## What is required
Copy out each of the records below word for word, without changing any line.

## Stored records
"""

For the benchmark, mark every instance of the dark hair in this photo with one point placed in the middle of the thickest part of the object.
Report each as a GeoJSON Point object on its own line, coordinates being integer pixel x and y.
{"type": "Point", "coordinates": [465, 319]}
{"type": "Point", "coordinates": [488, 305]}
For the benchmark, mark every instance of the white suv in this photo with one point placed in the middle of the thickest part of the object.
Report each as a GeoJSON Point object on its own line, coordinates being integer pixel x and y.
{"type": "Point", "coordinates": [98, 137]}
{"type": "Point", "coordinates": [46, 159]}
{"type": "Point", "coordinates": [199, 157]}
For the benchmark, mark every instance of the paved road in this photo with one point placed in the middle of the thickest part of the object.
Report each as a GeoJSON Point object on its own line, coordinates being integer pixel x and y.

"""

## The completed task
For the benchmark, mark every instance of the dark hair in this photo with one point placed in the middle of the thickest part of the object.
Report each as a GeoJSON Point object on its own line, coordinates being integer pixel x and y.
{"type": "Point", "coordinates": [465, 319]}
{"type": "Point", "coordinates": [488, 305]}
For the benchmark, mark every instance of the white suv in this photo with one point placed in the middle of the thickest part of the object.
Report each as a GeoJSON Point object on its own line, coordinates being integer pixel x and y.
{"type": "Point", "coordinates": [98, 137]}
{"type": "Point", "coordinates": [46, 159]}
{"type": "Point", "coordinates": [199, 157]}
For the benchmark, mark every instance of the paved road in this photo with one point placed in the middle of the thickest part of the object.
Report each as a GeoJSON Point object on its own line, coordinates being integer pixel x and y.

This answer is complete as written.